▶ **What the task asks**
Only the lines that hold "vertical" should be in the answer, each copied from the data below.

──────────

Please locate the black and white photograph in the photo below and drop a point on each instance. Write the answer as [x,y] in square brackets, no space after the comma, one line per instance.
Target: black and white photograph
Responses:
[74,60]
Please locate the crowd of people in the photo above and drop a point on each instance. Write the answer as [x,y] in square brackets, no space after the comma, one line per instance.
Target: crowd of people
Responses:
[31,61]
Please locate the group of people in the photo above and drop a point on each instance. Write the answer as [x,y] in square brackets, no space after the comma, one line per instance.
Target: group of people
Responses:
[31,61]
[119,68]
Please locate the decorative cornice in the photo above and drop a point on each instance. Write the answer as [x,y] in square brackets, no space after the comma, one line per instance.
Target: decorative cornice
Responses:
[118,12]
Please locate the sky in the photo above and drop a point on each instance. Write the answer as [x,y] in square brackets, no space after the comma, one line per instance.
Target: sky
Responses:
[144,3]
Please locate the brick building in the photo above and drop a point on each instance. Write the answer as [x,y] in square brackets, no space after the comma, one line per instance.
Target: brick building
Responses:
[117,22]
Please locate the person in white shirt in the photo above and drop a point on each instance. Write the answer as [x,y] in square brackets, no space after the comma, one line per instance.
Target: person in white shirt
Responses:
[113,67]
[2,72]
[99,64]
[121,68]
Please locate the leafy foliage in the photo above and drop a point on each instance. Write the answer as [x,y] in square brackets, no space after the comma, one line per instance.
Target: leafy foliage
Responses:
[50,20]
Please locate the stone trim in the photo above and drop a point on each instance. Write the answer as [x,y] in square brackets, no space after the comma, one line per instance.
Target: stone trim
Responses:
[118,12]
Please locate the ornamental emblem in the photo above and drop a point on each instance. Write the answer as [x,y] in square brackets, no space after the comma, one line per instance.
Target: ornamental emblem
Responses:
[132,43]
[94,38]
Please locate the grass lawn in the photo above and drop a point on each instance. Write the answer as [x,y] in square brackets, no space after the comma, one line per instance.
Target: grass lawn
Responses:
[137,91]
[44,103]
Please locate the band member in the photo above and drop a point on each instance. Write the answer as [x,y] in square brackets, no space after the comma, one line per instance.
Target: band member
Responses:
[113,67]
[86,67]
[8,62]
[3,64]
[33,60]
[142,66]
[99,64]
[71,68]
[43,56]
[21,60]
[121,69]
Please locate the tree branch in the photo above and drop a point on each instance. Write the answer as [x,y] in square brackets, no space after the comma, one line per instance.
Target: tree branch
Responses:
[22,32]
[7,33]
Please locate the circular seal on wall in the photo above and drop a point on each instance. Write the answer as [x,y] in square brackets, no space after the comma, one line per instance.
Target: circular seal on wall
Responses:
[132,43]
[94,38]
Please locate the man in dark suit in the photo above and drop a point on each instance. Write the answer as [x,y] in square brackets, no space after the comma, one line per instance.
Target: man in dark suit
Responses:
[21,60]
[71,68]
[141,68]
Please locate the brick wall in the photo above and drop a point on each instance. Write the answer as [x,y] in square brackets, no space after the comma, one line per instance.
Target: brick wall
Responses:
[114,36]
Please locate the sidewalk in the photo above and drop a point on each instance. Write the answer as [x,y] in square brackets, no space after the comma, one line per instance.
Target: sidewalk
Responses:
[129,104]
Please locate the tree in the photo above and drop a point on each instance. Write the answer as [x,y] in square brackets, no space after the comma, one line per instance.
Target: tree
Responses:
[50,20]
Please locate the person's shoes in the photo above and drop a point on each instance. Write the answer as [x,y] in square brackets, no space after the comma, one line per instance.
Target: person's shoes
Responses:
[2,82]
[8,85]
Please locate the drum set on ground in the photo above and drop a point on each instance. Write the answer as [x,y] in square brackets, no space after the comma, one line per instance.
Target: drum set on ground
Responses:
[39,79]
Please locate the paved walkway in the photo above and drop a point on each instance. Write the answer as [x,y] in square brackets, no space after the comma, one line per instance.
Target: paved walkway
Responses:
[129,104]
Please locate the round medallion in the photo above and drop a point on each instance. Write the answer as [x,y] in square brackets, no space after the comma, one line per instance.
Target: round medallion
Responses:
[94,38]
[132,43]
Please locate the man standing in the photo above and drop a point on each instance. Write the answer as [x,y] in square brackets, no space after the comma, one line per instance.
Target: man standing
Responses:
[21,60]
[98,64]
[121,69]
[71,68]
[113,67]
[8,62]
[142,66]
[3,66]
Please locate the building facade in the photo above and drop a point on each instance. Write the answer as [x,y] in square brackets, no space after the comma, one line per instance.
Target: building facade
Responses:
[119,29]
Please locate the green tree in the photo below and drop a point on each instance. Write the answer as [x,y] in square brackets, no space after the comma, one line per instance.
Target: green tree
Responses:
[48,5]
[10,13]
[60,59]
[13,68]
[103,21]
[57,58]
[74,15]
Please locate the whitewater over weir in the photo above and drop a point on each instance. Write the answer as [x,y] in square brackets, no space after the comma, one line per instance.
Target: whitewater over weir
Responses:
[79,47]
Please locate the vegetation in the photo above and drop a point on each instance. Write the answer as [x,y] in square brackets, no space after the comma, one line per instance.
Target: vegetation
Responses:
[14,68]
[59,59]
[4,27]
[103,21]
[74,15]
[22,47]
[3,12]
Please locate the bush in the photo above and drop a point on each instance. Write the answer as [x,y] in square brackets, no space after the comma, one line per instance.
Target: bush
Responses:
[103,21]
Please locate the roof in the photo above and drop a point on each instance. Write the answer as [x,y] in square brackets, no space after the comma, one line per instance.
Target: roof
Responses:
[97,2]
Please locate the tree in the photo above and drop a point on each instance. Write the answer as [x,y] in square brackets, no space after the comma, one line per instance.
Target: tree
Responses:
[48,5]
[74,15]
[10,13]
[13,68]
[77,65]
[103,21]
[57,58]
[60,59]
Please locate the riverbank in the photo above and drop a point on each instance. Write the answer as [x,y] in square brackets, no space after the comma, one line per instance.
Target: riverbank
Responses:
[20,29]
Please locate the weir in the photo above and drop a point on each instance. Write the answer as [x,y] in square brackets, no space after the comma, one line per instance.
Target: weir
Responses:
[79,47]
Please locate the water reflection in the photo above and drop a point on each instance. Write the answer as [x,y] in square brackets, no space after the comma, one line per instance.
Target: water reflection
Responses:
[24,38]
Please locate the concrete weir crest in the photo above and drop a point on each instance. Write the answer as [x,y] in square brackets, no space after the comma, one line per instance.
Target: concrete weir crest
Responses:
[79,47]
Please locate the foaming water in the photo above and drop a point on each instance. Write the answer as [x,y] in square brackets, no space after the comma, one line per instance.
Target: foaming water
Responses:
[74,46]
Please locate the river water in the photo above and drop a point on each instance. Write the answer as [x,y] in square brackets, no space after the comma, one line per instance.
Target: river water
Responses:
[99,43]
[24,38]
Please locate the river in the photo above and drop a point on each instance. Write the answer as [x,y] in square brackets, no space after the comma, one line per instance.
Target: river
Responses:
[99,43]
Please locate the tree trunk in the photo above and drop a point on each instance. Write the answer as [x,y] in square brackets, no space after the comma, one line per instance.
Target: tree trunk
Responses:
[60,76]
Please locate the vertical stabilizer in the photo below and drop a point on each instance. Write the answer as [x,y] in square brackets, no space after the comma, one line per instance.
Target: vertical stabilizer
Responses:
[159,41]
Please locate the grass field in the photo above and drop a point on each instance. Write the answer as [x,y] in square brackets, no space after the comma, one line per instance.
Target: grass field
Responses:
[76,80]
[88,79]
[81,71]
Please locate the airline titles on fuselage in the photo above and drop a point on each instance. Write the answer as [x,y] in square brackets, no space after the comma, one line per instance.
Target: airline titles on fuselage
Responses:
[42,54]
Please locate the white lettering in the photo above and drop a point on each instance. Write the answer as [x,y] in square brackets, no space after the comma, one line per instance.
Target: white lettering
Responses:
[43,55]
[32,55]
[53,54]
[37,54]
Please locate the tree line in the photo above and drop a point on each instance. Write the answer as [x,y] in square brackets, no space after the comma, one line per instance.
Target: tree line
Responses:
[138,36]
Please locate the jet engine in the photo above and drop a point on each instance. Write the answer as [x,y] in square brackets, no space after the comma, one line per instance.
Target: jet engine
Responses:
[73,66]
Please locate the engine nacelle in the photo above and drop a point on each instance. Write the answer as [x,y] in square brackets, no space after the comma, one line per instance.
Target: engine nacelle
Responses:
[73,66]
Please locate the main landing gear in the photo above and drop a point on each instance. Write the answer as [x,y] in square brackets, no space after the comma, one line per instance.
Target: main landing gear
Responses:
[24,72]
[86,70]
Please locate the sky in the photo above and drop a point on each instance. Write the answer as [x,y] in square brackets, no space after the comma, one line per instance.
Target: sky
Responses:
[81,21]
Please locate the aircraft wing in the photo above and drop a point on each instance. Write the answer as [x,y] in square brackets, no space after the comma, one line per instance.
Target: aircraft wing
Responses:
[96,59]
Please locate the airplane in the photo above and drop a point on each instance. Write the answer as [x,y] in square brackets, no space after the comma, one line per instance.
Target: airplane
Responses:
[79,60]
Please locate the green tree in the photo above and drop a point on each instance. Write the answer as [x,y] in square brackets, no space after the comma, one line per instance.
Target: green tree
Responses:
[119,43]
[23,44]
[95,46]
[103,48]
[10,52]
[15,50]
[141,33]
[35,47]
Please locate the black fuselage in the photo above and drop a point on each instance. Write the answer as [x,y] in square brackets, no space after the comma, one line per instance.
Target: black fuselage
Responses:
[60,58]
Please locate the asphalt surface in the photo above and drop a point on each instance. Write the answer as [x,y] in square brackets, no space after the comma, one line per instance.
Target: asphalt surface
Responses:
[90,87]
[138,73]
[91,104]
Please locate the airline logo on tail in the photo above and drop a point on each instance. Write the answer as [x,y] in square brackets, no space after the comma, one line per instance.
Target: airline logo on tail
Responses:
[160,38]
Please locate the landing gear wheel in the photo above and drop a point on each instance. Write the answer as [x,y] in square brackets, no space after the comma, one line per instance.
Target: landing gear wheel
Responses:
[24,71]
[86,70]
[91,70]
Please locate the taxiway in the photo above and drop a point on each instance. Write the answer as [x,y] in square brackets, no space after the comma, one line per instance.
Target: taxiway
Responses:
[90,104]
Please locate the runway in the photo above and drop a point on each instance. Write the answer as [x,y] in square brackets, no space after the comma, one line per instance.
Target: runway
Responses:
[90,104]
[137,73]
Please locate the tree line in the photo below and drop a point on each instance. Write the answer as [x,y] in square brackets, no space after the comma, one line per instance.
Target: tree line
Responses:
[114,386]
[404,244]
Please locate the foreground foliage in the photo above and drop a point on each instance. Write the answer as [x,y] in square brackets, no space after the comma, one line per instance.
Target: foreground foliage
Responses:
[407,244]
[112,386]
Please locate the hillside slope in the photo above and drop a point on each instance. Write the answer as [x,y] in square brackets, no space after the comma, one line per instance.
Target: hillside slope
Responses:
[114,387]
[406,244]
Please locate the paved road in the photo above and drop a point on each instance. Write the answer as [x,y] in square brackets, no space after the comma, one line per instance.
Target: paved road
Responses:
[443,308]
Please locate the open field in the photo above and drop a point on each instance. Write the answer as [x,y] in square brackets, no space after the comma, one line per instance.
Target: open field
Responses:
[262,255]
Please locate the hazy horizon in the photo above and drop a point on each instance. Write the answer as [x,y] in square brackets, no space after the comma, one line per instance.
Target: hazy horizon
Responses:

──────────

▶ **Written answer**
Please locate the vertical stabilizer in the photo below and drop a point on each instance. Write the answer as [x,y] in square brackets, no space after the comma, one line per instance.
Target: vertical stabilizer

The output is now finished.